* Leestekst:
In de reeks ‘oude en jonge klassieken in tijden van corona’ schrijft Ben van Melick vandaag over Aanhalingen van Ad van Iterson.
Met het belangrijker worden van de couleur locale in de boeken van Ad van Iterson nam de aandacht voor zijn werk in de landelijke pers af. De zuiderse, gewone man en vrouw werd als ‘vreemd’ en te lokaal bevonden. Alsof de straat en carnaval alleen in satire-vorm acceptabel zijn.
Aanhalingen, een academische roman is het jongste boek van Ad van Iterson (Maastricht, 1952), het neemt een aparte plaats in zijn oeuvre in. De plaats van handeling is een jonge, middelgrote universiteit in Midden-Nederland. De schrijver is een wolf in schaapskleren, zijn roman een Tarnkappe. De faculteit waar de hoofdpersoon werkt is een kluwen van meten en rekenen. Wetenschappers rennen van het ene wetenschappelijke project naar het andere, moeten zelf fondsen werven en staan in een moordende concurrentie met elkaar. En dat gaat dus niet goed.
De hoofdpersoon, uitgeblust zakenman, loner en midden-dertig, is min of meer per ongeluk de universiteit binnengerold. Hij is een brok verlangen naar bevestiging, bij vrouwen, bij zijn collega’s, bij zijn superieuren. En hij is ambitieus, hij wil leiding geven, de baas worden, hoofddocent en nog hoger.
Aanhalingen is een genadeloze beschrijving van de mores in de verzakelijkte opvattingen over wetenschap, met name in de menswetenschappen. Van Iterson schetst een zoektocht naar de allergrootste databank ooit, die bijvoorbeeld alle variabelen van menselijke schoonheid in relatie tot andere persoonlijkheidskenmerken in tig-duizenden vragenlijsten en tabellen bevat.
De universiteit in kwestie is een glaspaleis waarin men elkaar voorspiegelt hoe wezenlijk is wat men onderzoekt en onderwijst. Het is gegoochel met tabellen, woorden, getallen. Lucht. Op grote internationale congressen worden varianten van dubieuze gegevens eindeloos rondgepompt, en verslag gedaan van nietszeggend onderzoek – allemaal onontbeerlijk voor de carrière.
Het boek schetst een wereld die doet denken aan Perlmann’s zwijgen (2007) van Pascal Mercier, al blijft Van Iterson de observerende socioloog die probeert te begrijpen hoe gedrags- en denksystemen werken en elkaar beïnvloeden.

* Opdracht 1: Waar speelt de roman zich af volgens de tekst over Aanhalingen?
* Opdracht 2: Geef een letterlijk stuk uit de tekst over Aanhalingen weer: begin bij de woorden "Met het belangrijker" en stop na "satire-vorm acceptabel zijn.".

* Aangeleverde gegevens:
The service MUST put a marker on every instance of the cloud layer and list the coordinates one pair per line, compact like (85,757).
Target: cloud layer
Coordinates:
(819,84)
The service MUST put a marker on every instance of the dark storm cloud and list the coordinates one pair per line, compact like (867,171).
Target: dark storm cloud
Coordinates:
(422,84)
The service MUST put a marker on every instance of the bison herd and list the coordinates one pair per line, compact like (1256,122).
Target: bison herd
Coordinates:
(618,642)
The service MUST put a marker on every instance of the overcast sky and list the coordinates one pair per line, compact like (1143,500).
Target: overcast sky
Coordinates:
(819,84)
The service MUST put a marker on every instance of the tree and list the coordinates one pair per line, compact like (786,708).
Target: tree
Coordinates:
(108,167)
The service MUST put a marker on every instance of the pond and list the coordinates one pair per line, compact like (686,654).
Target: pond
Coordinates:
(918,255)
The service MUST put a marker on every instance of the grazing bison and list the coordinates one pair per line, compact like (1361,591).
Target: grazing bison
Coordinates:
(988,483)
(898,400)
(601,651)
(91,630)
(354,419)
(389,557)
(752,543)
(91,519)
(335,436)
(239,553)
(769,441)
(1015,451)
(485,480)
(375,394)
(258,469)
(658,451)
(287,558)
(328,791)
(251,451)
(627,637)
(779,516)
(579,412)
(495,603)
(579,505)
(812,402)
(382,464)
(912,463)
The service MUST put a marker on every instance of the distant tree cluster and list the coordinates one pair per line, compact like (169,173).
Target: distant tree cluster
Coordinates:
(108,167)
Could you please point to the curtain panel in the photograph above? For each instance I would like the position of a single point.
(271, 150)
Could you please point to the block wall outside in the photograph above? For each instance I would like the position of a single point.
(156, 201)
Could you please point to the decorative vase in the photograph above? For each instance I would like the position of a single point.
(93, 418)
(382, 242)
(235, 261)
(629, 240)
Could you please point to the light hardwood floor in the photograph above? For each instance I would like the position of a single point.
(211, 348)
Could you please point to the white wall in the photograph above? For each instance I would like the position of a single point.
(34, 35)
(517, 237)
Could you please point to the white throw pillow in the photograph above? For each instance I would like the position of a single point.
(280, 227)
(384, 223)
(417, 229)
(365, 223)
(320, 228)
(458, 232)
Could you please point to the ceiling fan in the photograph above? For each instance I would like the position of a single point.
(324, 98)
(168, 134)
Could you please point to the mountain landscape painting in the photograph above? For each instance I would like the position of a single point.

* Antwoord 1: Op een jonge, middelgrote universiteit in Midden-Nederland.

* Antwoord 2:
Met het belangrijker worden van de couleur locale in de boeken van Ad van Iterson nam de aandacht voor zijn werk in de landelijke pers af. De zuiderse, gewone man en vrouw werd als ‘vreemd’ en te lokaal bevonden. Alsof de straat en carnaval alleen in satire-vorm acceptabel zijn.